** Begin **

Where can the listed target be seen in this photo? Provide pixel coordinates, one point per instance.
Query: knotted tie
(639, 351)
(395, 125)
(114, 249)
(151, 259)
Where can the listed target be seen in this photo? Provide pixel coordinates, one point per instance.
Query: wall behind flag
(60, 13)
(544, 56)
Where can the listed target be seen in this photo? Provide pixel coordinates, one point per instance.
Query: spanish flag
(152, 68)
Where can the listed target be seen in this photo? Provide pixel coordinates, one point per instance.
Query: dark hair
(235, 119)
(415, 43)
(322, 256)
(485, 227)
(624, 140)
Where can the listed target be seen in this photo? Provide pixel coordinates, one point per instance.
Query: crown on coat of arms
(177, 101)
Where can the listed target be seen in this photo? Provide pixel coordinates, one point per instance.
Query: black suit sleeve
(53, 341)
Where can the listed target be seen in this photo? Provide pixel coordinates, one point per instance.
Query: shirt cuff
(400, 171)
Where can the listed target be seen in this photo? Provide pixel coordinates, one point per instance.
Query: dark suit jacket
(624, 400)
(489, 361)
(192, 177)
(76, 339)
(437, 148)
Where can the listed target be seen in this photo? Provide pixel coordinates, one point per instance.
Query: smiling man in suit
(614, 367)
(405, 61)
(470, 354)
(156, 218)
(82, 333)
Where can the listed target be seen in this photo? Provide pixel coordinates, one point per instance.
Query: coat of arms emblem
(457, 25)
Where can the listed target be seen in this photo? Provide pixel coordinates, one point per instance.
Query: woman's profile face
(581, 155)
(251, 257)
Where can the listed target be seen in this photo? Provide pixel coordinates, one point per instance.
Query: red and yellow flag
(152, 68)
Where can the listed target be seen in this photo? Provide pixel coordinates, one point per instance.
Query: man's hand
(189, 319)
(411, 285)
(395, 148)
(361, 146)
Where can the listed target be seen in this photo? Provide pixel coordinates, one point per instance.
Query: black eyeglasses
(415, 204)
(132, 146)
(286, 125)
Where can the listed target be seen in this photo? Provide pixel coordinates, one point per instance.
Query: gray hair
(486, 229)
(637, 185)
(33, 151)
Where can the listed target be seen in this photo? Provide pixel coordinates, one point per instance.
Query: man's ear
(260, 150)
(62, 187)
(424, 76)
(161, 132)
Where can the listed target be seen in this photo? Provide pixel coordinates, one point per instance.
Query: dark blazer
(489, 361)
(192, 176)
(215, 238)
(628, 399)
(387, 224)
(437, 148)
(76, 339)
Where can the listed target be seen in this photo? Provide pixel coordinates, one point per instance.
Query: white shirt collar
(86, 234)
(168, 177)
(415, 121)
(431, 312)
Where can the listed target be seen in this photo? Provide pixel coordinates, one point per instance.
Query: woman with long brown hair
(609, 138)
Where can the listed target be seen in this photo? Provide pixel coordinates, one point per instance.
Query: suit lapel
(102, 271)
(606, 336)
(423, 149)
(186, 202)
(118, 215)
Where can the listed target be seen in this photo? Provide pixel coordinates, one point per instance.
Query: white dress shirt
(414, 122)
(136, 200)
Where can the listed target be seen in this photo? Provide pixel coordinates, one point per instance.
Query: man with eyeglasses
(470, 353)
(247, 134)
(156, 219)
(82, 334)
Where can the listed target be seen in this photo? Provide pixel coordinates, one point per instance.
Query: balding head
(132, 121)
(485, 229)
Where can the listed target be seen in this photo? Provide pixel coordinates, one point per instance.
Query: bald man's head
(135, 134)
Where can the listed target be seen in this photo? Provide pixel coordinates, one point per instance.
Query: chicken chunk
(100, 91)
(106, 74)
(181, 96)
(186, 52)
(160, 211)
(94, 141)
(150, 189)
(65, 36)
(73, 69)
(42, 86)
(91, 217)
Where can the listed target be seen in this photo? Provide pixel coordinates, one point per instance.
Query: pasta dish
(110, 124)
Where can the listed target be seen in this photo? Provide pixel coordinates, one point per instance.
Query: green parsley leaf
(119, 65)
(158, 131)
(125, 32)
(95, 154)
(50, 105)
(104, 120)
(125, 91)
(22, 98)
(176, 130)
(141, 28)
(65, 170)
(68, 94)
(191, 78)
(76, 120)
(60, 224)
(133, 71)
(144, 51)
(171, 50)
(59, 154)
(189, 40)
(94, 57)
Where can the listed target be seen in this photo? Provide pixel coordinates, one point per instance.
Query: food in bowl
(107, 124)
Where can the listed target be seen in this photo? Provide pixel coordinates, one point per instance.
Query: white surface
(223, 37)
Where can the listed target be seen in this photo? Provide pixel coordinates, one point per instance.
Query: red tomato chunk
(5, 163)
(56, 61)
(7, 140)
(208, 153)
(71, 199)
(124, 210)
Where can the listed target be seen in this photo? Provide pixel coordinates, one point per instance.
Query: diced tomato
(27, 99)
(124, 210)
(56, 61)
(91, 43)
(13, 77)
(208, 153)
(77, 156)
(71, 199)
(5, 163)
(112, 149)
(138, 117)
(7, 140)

** End **

*Stated exercise*:
All of the data above should be transcribed exactly.

*Solution*:
Where can the listed target be seen in this photo? Provide pixel coordinates, one point per instance.
Query: knotted tie
(639, 351)
(395, 125)
(114, 249)
(151, 259)
Where can the listed target be seen in this photo? Provide pixel coordinates, one point per instance.
Query: wall behind flag
(60, 13)
(544, 56)
Where can the listed target be seen in this photo? Provide pixel coordinates, one point per instance.
Query: spanish flag
(152, 68)
Where can the listed target be seen in this photo? Provide pixel coordinates, one point per instance.
Query: dark hair
(235, 119)
(415, 43)
(322, 256)
(485, 227)
(624, 140)
Where can the listed target be seen in this photo? Provide pixel coordinates, one point per instance.
Query: crown on coat of arms
(177, 101)
Where can the listed target be seen in this photo? Provide pixel coordinates, one point per instance.
Query: black suit sleeve
(53, 341)
Where can the listed target be seen in this photo? Provide pixel coordinates, one point per instance.
Query: shirt cuff
(400, 171)
Where can the listed target be seen in this photo? Provide pixel coordinates, one point per instance.
Query: dark suit jacket
(624, 400)
(489, 361)
(192, 177)
(76, 339)
(437, 148)
Where can the listed target be seen in this photo? Provide pixel coordinates, one point per instance.
Query: smiling man in suit
(614, 367)
(405, 61)
(470, 354)
(156, 218)
(82, 333)
Where can the listed target be seen in this photo? Provide pixel coordinates, one point per instance.
Query: coat of arms emblem
(457, 25)
Where can the listed target be seen in this photo? Provide pixel coordinates, one point per instance.
Query: woman's profile face
(581, 155)
(251, 257)
Where can the listed target be seen in this photo? Provide pixel coordinates, one point per instance.
Query: red and yellow flag
(152, 68)
Where can the listed target be seen in this photo? Provide pixel coordinates, one point per instance.
Query: man's hand
(189, 319)
(411, 285)
(395, 148)
(361, 146)
Where can the listed target be seen in this photo? Provide pixel coordinates, one point per instance.
Query: black eyeglasses
(415, 204)
(132, 146)
(286, 125)
Where can the listed target be seen in this photo? Provide pixel coordinates, one point per instance.
Query: gray hair
(486, 229)
(637, 185)
(33, 151)
Where can the listed target be seen in this photo? Provide pixel coordinates, one point per instance.
Query: man's ear
(260, 150)
(62, 187)
(424, 76)
(161, 132)
Where can the listed target be seen in this photo? Provide pixel coordinates, one point per instance.
Query: dark blazer
(489, 361)
(192, 176)
(215, 238)
(628, 399)
(387, 224)
(437, 148)
(76, 339)
Where can the listed target be seen in this photo? Provide pixel coordinates, one point per instance.
Query: white shirt collar
(86, 234)
(168, 177)
(415, 121)
(431, 312)
Where can the listed target be seen in this photo? Provide pixel coordinates, one point per instance.
Query: woman with long brown hair
(609, 138)
Where can the listed target be seen in this photo? Provide pixel coordinates, one point per instance.
Query: suit lapel
(102, 271)
(606, 336)
(423, 149)
(186, 202)
(118, 215)
Where can the listed target be seen in this photo? Provide pixel coordinates, one point per instance.
Query: white dress shirt
(414, 122)
(136, 200)
Where can the listed target be seen in this photo? Provide pixel coordinates, one point per instance.
Query: man with eyeglasses
(470, 353)
(247, 134)
(156, 219)
(82, 334)
Where can the listed target be seen in this photo? Provide pixel coordinates, one point per instance.
Query: balding head
(132, 121)
(485, 229)
Where can the listed target be seen in this photo? Provide pixel coordinates, one point per instance.
Query: bald man's head
(135, 134)
Where can the listed target be seen in this photo? Provide pixel coordinates, one point per instance.
Query: chicken chunk
(100, 91)
(106, 74)
(181, 96)
(186, 52)
(160, 211)
(94, 141)
(150, 189)
(65, 36)
(73, 69)
(42, 86)
(91, 217)
Where can the listed target be seen in this photo? Provide pixel coordinates, one point per instance.
Query: pasta dish
(110, 124)
Where can the listed target be seen in this photo? Provide pixel coordinates, one point per instance.
Query: green parsley leaf
(119, 65)
(158, 131)
(125, 32)
(95, 154)
(50, 105)
(104, 120)
(125, 91)
(22, 98)
(176, 130)
(141, 28)
(65, 170)
(68, 94)
(191, 78)
(76, 120)
(60, 224)
(133, 71)
(144, 51)
(171, 50)
(59, 154)
(189, 40)
(94, 57)
Where can the listed target be seen in this photo? Provide pixel coordinates, one point per instance.
Query: food in bowl
(107, 124)
Where can the listed target be seen in this photo? Provide pixel coordinates, one point per instance.
Query: white surface
(223, 37)
Where can the listed target be seen in this photo? Provide pixel coordinates, one point per instance.
Query: red tomato chunk
(5, 163)
(56, 61)
(7, 140)
(208, 153)
(71, 199)
(124, 210)
Where can the listed target be seen in this photo? Provide pixel coordinates, one point per instance.
Query: diced tomato
(27, 99)
(124, 210)
(56, 61)
(91, 43)
(13, 77)
(208, 153)
(77, 156)
(71, 199)
(5, 163)
(112, 149)
(138, 117)
(7, 140)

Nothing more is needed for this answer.